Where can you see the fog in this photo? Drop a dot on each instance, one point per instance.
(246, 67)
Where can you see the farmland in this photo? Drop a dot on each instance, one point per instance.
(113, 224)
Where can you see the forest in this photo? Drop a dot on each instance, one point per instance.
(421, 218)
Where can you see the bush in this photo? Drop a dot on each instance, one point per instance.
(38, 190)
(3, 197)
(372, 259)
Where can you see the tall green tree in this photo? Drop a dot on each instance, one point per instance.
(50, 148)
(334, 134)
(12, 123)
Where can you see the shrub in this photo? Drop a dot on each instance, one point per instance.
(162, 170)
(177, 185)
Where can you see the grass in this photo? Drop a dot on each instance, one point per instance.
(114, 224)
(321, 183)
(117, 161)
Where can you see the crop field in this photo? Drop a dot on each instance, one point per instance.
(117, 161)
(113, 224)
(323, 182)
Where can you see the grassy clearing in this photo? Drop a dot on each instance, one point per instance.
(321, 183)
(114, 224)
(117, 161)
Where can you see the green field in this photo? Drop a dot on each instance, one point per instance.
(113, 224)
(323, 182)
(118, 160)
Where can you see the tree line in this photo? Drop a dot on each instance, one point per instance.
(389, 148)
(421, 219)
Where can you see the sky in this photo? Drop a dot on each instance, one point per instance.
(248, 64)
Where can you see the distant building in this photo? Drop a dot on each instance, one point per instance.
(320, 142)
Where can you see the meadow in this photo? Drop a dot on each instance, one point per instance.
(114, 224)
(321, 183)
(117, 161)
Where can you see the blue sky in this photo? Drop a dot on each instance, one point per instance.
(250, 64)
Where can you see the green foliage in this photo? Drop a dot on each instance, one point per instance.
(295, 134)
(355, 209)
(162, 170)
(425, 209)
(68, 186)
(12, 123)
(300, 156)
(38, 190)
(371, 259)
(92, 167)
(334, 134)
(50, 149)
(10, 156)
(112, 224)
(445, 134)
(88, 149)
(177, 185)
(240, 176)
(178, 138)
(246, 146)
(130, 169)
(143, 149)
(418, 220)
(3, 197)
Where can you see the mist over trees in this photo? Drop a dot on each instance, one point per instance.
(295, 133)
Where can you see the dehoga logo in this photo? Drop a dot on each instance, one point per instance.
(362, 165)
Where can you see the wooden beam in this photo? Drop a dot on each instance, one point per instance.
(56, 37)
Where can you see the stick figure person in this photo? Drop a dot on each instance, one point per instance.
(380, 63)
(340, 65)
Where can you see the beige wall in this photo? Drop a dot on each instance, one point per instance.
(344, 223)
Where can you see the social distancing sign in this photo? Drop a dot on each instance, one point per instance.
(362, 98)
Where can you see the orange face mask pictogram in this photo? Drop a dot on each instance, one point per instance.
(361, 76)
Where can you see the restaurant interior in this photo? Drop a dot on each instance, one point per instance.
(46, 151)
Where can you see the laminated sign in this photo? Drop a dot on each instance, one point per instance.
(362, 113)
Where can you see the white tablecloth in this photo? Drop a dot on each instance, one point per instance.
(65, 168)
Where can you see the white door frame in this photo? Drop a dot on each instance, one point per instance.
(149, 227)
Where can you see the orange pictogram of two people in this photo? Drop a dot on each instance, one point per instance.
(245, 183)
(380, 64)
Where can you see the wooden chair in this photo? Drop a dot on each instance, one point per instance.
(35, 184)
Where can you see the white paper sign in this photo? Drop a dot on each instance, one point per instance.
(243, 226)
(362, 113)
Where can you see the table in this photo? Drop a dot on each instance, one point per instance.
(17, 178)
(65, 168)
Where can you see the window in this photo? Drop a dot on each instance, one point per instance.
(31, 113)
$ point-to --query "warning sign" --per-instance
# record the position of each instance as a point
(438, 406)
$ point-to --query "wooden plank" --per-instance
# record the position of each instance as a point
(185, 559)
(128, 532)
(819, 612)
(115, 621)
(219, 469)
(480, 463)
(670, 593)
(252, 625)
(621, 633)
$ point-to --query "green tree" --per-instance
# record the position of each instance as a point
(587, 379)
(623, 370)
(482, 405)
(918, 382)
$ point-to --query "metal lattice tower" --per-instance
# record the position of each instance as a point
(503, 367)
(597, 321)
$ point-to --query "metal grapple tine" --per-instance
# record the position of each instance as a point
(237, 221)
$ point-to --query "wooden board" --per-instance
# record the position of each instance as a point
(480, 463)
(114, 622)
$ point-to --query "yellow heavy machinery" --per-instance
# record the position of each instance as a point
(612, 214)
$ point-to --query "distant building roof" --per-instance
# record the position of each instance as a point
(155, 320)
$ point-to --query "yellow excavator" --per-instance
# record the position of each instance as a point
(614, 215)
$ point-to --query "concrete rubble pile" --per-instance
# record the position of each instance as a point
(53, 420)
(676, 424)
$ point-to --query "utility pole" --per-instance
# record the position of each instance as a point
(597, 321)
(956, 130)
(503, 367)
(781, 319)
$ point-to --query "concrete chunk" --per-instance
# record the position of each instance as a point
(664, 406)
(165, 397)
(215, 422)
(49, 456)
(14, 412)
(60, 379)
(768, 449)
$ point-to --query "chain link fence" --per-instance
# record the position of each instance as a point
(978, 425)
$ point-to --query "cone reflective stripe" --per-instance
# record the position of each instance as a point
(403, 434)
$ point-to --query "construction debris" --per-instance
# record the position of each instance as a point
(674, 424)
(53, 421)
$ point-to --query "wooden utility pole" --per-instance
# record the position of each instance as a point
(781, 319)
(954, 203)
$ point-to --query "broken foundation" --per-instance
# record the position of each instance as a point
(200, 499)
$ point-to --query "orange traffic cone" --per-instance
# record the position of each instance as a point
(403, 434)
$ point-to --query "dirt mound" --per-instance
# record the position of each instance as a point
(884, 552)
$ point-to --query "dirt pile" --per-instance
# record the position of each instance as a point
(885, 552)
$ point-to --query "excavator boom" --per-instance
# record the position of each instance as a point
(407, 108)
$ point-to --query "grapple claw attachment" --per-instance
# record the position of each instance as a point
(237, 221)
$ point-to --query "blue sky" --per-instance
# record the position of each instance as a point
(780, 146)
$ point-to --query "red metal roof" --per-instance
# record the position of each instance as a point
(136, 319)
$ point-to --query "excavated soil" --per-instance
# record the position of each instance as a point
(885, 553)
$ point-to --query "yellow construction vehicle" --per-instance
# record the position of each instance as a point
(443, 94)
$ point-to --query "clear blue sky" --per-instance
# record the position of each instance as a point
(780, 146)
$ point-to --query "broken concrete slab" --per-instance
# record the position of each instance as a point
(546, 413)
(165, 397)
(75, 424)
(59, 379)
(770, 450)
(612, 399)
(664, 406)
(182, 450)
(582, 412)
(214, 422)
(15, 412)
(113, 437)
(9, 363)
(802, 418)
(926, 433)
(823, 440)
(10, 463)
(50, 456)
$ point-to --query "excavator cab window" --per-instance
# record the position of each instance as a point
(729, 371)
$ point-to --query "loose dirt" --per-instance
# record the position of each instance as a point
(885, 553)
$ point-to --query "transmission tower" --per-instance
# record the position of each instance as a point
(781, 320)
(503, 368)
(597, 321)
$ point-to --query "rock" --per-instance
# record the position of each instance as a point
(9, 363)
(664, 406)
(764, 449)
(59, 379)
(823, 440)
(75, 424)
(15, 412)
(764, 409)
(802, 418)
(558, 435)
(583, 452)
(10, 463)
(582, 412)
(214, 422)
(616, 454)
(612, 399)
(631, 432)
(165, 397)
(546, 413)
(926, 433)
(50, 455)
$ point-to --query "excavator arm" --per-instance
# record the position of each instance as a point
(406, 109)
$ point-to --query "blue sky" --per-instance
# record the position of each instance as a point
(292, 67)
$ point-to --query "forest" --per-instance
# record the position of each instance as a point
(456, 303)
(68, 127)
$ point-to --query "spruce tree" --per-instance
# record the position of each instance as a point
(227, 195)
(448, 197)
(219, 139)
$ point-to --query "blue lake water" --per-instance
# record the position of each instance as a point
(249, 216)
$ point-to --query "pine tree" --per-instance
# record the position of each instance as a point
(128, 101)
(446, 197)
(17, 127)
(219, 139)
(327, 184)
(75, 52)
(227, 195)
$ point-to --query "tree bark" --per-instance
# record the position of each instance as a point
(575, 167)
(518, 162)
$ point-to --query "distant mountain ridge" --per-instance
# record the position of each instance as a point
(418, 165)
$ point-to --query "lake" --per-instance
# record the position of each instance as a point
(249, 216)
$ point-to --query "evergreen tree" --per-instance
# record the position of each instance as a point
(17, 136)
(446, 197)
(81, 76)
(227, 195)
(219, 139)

_ _ _ _

• [What you should do] In the material above, find every line that has the string "excavator" and pull those lines out.

• [Output below]
$ point-to --query "yellow excavator" --per-instance
$ point-to --query "excavator boom" --per-instance
$ point-to --query "excavator cab window" --per-instance
$ point-to --query "excavator arm" --per-instance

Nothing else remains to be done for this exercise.